We recently got a quote for a single CPU 32GB dual 500GB system on T117240. That ticket can be checked for pricing. (DO NOT PLACE PRICING IN THIS PUBLIC TASK!) Only those with access

Thus, I see the options as follows (if anyone else has alternative suggestions, please comment):

eqiad (one of the below):

  • - allocate a spare R610 single cpu out of warranty system, swap in the 250GB disks per @Ottomata's request
  • - purchase a single cpu system, priced on T117240

codfw (one of the below):

  • - allocate an over-provisioned Dell PowerEdge R420, Dual Intel Xeon E5-2440, 32 GB Memory, (2) 500GB Disks - we have 4 remaining, two out of warranty as of this year, and two that expire in January of 2016)
  • - purchase a single cpu system, priced on T117240

Budget: @mark will need to determine with @GWicke (or whoever handles services budget) and @ori (or whoever handles performances budget) about where (and how much) this will apply.

As this is now at the approval of spares use or purchase of new hardware, I'm escalating this task to @mark for his review/approval/corrections.

I'd like it if these systems were as close to homogenous as possible, so I think we should go with option 2 for eqiad, and either of the options for codfw.

Thanks @RobH!

What would the ETAs be for either options? I.e. if we go with spares, how much time is needed to image them / put them to work. Likewise, what would be the expected wait time for going with new boxes?

Budget considerations aside, it seems to me the optimal way forward would be to start with the spares and then replace them with new boxes as they arrive.

I'd like it if these systems were as close to homogenous as possible

Me too, which is why I think we could go with spares initially, but later expansion will be easier if we order new boxes.

Budget considerations aside, it seems to me the optimal way forward would be to start with the spares and then replace them with new boxes as they arrive.

If we are going to replace these soon after we set them up, I'd prefer not to bother. For development purposes, we can just use the existing Analytics kafka cluster in eqiad until we are ready to productionize.

GWicke added a comment.EditedOct 30 2015, 8:31 PM

Given the request volumes we expect the main consideration for homogeneity is probably disk space, with the smaller system (if uneven) driving the uniform retention setting in kafka. Our use cases don't require events to be kept for more than a couple of days, so going with the existing 2x160G (or 250G) would be fine. It will likely be good for about 30 days worth of messages.

Given the redundancy of the setup and low / generic requirements (and thus likely availability of suitable spares), I would say that using old systems for this is a good use of our money and time. Ultimately though it's ops' call on whether these spares should be used for something else, or if we should use new hardware in the expectation that it'll be less likely to fail.

For us, the most important consideration is time. We'd love to get started in eqiad in the next weeks, and hardware orders tend to add a month or so.

■ ■ ■ ■

WRITTEN TASKS:
1. Find every line in the records that contains the string "with" and copy each of those lines. Matching is case-sensitive.
2. Pick up the thread about choosing hardware for the Kafka systems from where it stops.

RECORDS:
■ ■ ■ ■

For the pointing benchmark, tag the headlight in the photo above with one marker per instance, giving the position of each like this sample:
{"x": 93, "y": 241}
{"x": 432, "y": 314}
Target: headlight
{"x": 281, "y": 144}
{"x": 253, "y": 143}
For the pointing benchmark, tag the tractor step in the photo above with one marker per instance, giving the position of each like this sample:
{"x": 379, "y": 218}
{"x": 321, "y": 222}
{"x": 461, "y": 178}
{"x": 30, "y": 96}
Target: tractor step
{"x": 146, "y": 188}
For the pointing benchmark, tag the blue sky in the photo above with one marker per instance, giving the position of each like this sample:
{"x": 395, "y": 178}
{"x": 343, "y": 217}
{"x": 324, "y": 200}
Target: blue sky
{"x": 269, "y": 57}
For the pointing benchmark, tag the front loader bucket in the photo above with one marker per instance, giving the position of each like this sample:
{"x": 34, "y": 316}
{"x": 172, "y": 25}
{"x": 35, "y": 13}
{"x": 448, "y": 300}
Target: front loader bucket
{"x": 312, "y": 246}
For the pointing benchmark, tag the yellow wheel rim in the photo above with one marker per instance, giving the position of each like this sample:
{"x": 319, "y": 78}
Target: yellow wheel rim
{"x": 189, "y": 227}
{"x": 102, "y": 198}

■ ■ ■ ■

RESPONSES:
1.
For the pointing benchmark, tag the headlight in the photo above with one marker per instance, giving the position of each like this sample:
For the pointing benchmark, tag the tractor step in the photo above with one marker per instance, giving the position of each like this sample:
For the pointing benchmark, tag the blue sky in the photo above with one marker per instance, giving the position of each like this sample:
For the pointing benchmark, tag the front loader bucket in the photo above with one marker per instance, giving the position of each like this sample:
For the pointing benchmark, tag the yellow wheel rim in the photo above with one marker per instance, giving the position of each like this sample:

2.
All in all, the weaker hardware would be fine as a start, and if we have to have different specs, we can deal with it, especially to start with. I'd just prefer if we didn't have to plan a hardware migration if we choose to upgrade shortly after these are used in production.

GWicke added a comment.EditedNov 3 2015, 7:37 PM

@Ottomata, based on the data we have so far (see T88459#1600439) even the smallest spares should have about two orders of magnitude throughput headroom over the event volume we expect initially. Those spares should last us a long time.

Mmk!

@GWicke, I can't remember. Have we talked about where the event http service will run? Will we colocate with these Kafka boxes for now?

@Ottomata: Yes, we'd like to co-locate. The benchmarks were done with co-location too.

Ok, good with me. Am fine with the spares decision. :)

RobH updated the task description. (Show Details)Nov 3 2015, 7:59 PM
RobH updated the task description. (Show Details)
RobH added a comment.Nov 3 2015, 8:01 PM

I've updated the task description to reflect the discussion results of using the two spares already in eqiad, and no preference on spare use or new purchase for codfw deployment.

Mark will still need to determine the budgets these pull from with the above teams on task.

Please review, comment accordingly, and assign back to me for followup. Thanks!

mark added a comment.Nov 13 2015, 1:00 PM

We're not deploying new production services on systems out of warranty.

Rob is already in the process of procuring a batch of new miscelleanous servers, and I think we should allocate 2+2 for these.

@RobH: please prioritize that procurement request, as it's now a blocker for this.

@mark, @RobH: What is the timeline for this procurement? Are those servers going to be usable before early December?

RobH claimed this task.Nov 13 2015, 3:33 PM

I'm currently working on the misc system quotes, I expect we'll order them sometime next week or the following, and they have a 2-3 week delivery leadtime. This would mean early to mid December.

faidon added a subscriber: faidon.Nov 13 2015, 3:36 PM

Mmk!
@GWicke, I can't remember. Have we talked about where the event http service will run? Will we colocate with these Kafka boxes for now?

@Ottomata: Yes, we'd like to co-locate. The benchmarks were done with co-location too.

Just to be clear, as far as I know, we've never agreed to this extra Event HTTP service. I don't agree with colocating and I'm not sure I even agree with having this in the first place.

This task is about a new Kafka setup for the purposes of the event bus — I'm OK with that.

OK, the above comment caused some confusion — apologies for that. I had a chat with @Ottomata about this last week, I'll clarify here for posterity as well:

  • This hardware request has been for 2+2 servers for the Kafka cluster for EventBus (and to be precise, not even that, the title still says "for reliable purge streams"). This is something that is fairly uncontroversial I think.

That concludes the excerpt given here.